--- Start of Material provided ---
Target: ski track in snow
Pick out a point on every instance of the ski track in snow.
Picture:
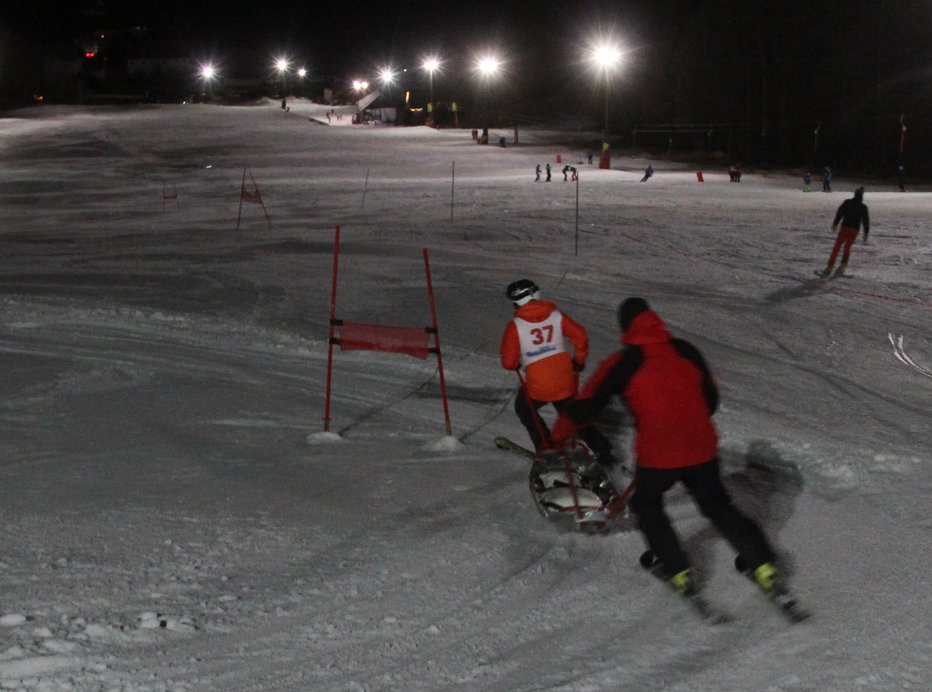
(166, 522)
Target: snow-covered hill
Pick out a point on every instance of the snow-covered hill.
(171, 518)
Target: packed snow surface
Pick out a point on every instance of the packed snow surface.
--- End of Material provided ---
--- Start of Material provided ---
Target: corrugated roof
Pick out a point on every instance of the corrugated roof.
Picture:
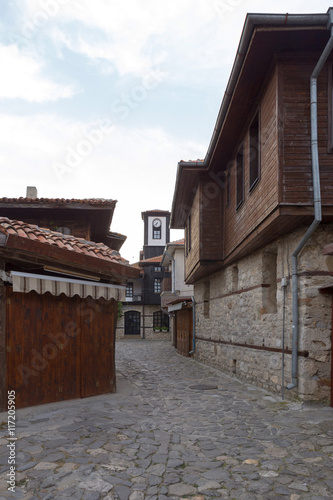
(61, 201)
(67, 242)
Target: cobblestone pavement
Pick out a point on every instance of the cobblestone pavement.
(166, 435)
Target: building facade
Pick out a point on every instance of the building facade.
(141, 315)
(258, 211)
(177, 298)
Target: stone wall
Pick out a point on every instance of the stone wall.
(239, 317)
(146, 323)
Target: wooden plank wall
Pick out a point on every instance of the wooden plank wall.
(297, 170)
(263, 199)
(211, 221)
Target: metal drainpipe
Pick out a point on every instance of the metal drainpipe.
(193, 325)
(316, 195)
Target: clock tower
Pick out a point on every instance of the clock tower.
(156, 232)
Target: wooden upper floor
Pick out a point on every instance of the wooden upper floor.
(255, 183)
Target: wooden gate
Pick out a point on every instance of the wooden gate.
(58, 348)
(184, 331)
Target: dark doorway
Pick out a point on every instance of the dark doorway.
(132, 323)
--- End of Material provided ---
--- Start of Material provided ---
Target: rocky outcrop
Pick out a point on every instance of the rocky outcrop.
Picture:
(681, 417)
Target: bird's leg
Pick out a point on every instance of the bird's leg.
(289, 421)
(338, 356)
--- End of Material provided ---
Show every line of the items above that contains the word "cobblestone", matching case exactly.

Target: cobblestone pavement
Pick out a point on every instance of the cobblestone pavement.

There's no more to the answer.